§ **Supplied passage**:
This idiotic decision in the Citizens united Case- an example of egregious, over-reaching judicial activism - can only be understood in the context of these two absurd and unjustifiable assumptions:
1) A corporation is a person. A living, breathing member of "We the People."
2) The donation of money is a form of speech.
At Slate, Dahlia Lithwick reports:
While [Justice John Paul] Stevens is reading the portion of his concurrence about the "cautious view of corporate power" held by the framers, I see Justice Thomas chuckle softly. (Scalia takes on this argument in his concurrence.) Stevens hammers, more than once this morning from the bench on the principle that corporations "are not human beings" and "corporations have no consciences, no beliefs, no feelings, no thoughts, no desires." He insists that "they are not themselves members of 'We the People' by whom and for whom our Constitution was established."
Thomas chuckles, while granting the equivalent of personal U.S. citizenship to corporations, many of which are foreign owned.
A very large percentage of U.S. corporations are owned by foreign persons or entities. In 2006, USA Today reported: "Nearly one in five U.S. oil refineries is owned by foreign companies. Foreign companies also have a sizable presence in running power plants, chemical factories and water treatment facilities in the United States." It was also reported that, "Roads and bridges built by U.S. taxpayers are starting to be sold off, and so far foreign-owned companies are doing the buying." In 2008, it was reported that foreign ownership of U.S. companies "more than doubled" between 1996 and 2005. To get a fix on the spending power, consider this: "The total receipts of foreign-owned companies were $1.7 trillion in 1996 and just $39 billion in 1971."
The court could have made a narrow decision, dealing specifically and exclusively with the matter before it, an attack-dog movie swift-boating Hillary Clinton, but instead chose to overturn more than 100 years of legal precedent, upheld repeatedly over that time, while giving the rights of American citizenship to EXXONMOBIL and THE DUBAI INVESTMENT GROUP, to cite just a couple distressing examples.

§ **Problem**: From the passage on the Citizens United ruling, copy word for word the part starting at "The court could" and ending at "couple distressing examples.". Rely only on the passage about the Citizens United ruling, with no outside sources.

§ **Provided data**:
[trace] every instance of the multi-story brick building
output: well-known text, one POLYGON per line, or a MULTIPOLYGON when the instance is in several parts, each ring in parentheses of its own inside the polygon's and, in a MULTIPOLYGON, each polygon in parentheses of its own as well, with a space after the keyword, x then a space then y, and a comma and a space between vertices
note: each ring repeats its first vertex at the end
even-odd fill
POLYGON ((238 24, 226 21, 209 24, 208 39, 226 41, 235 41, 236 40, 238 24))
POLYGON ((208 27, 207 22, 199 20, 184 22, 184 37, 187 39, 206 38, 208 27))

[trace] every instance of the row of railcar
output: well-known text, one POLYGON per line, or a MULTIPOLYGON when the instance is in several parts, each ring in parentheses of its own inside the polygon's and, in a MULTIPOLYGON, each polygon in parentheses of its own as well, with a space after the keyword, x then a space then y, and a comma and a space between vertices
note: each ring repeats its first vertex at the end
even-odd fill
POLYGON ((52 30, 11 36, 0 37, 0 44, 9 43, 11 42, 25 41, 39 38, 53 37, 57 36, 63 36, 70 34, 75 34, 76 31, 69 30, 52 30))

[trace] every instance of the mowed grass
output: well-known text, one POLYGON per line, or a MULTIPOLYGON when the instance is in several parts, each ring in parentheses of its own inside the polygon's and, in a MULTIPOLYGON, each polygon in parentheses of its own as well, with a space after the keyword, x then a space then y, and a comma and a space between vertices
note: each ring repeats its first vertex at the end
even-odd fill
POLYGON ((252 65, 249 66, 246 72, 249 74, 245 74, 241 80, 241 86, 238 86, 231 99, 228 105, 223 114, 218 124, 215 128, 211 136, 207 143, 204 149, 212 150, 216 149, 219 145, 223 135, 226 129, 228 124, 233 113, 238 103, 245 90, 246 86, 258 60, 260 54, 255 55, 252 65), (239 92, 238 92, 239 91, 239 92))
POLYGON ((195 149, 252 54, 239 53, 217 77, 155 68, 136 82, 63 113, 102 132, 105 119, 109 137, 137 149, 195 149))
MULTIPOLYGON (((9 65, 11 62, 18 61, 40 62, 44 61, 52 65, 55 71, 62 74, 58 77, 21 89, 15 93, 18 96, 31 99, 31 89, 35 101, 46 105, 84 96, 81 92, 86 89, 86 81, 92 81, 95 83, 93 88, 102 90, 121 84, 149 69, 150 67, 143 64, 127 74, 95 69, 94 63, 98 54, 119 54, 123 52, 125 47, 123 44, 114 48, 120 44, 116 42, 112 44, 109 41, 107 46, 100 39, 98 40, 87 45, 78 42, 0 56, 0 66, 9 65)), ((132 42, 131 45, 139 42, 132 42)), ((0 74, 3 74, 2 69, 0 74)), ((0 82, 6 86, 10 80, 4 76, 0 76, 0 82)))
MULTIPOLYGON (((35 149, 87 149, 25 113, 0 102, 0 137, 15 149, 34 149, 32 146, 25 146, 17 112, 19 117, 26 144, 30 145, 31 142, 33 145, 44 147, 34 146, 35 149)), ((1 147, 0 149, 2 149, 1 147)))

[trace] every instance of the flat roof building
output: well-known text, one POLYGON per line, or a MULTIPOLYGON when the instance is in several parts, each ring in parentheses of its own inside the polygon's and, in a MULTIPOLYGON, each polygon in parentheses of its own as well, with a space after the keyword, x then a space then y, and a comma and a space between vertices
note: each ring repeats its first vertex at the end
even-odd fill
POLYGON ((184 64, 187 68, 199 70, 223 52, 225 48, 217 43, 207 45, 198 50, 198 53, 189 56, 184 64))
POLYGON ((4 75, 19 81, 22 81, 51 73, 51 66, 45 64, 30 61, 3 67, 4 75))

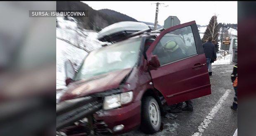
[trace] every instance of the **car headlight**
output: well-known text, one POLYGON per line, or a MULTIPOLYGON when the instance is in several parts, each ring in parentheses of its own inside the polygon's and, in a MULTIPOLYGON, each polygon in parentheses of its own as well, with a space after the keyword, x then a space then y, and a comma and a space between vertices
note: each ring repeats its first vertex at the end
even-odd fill
POLYGON ((132 100, 133 93, 130 91, 120 94, 105 96, 103 103, 103 109, 110 110, 128 103, 132 100))

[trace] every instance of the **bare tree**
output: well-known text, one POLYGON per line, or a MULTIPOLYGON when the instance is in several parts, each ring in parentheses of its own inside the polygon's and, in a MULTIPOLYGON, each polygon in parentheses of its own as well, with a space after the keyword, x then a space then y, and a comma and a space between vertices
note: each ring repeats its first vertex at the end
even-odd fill
POLYGON ((218 23, 217 18, 217 16, 214 15, 210 20, 203 37, 203 41, 207 40, 208 37, 211 37, 216 43, 219 42, 218 37, 221 26, 218 23))

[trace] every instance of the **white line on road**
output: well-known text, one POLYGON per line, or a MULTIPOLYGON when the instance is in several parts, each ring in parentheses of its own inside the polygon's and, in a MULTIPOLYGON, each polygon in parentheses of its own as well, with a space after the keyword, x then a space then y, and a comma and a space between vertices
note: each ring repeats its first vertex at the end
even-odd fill
POLYGON ((224 94, 220 98, 220 100, 216 103, 215 106, 212 109, 211 112, 206 117, 203 122, 201 122, 200 125, 198 126, 199 132, 194 133, 192 136, 202 136, 203 132, 208 127, 208 125, 211 123, 211 120, 213 120, 220 108, 221 107, 221 105, 225 101, 231 91, 231 90, 230 89, 227 90, 224 94))

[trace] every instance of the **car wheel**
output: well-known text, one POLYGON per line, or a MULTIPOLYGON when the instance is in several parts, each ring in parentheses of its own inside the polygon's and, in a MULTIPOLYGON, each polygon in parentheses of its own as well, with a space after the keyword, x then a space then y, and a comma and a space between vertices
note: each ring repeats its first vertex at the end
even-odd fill
POLYGON ((157 102, 152 96, 144 98, 141 103, 141 130, 152 134, 158 131, 160 126, 161 113, 157 102))

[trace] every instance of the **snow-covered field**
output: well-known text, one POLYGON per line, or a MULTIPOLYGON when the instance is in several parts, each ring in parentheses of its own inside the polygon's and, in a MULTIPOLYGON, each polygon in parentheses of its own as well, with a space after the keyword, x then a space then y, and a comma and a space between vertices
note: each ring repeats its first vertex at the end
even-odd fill
POLYGON ((56 28, 56 89, 66 87, 64 63, 68 59, 77 69, 90 52, 101 47, 103 42, 96 39, 98 33, 79 28, 76 20, 57 17, 56 28))

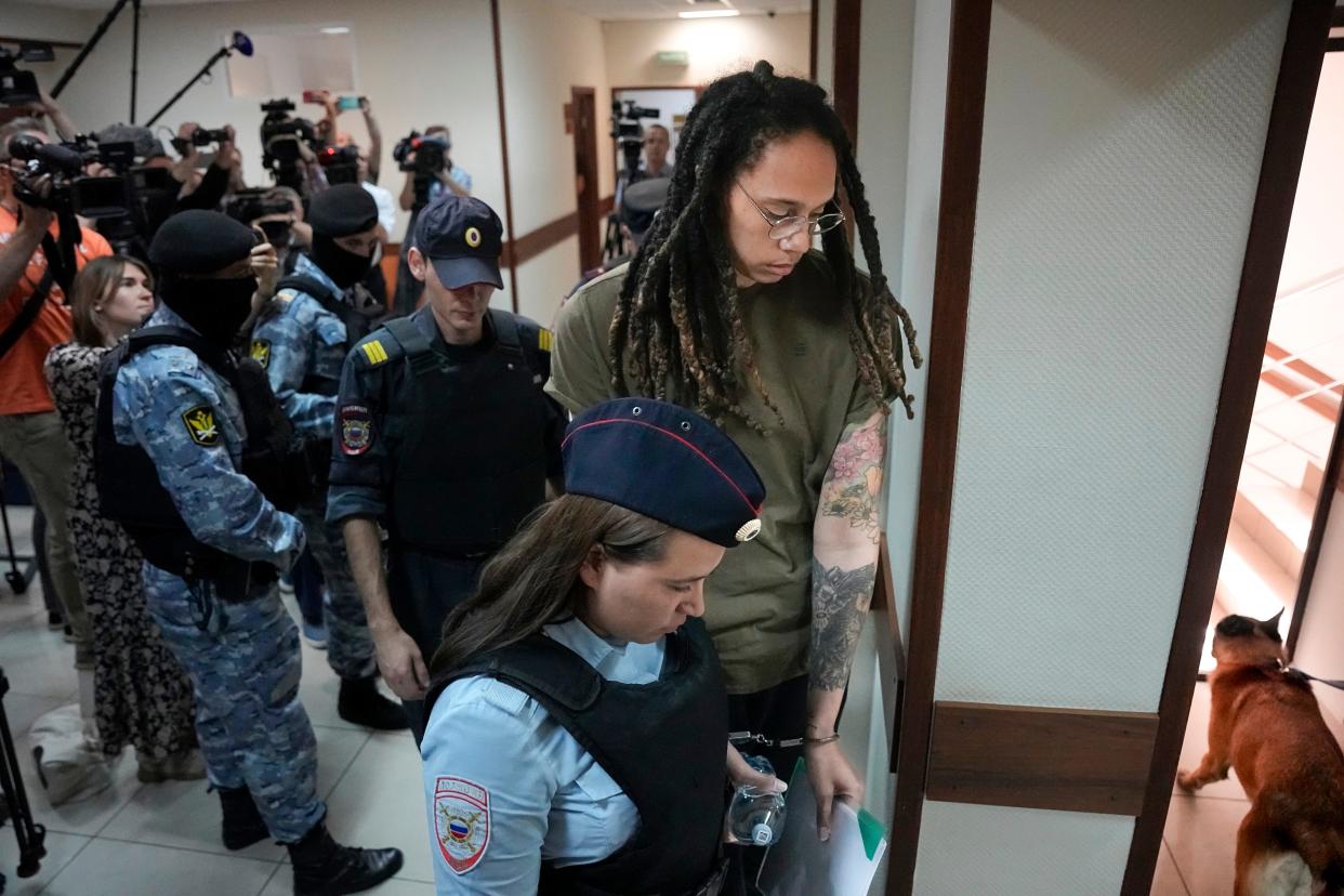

§ **Task response**:
The court could have made a narrow decision, dealing specifically and exclusively with the matter before it, an attack-dog movie swift-boating Hillary Clinton, but instead chose to overturn more than 100 years of legal precedent, upheld repeatedly over that time, while giving the rights of American citizenship to EXXONMOBIL and THE DUBAI INVESTMENT GROUP, to cite just a couple distressing examples.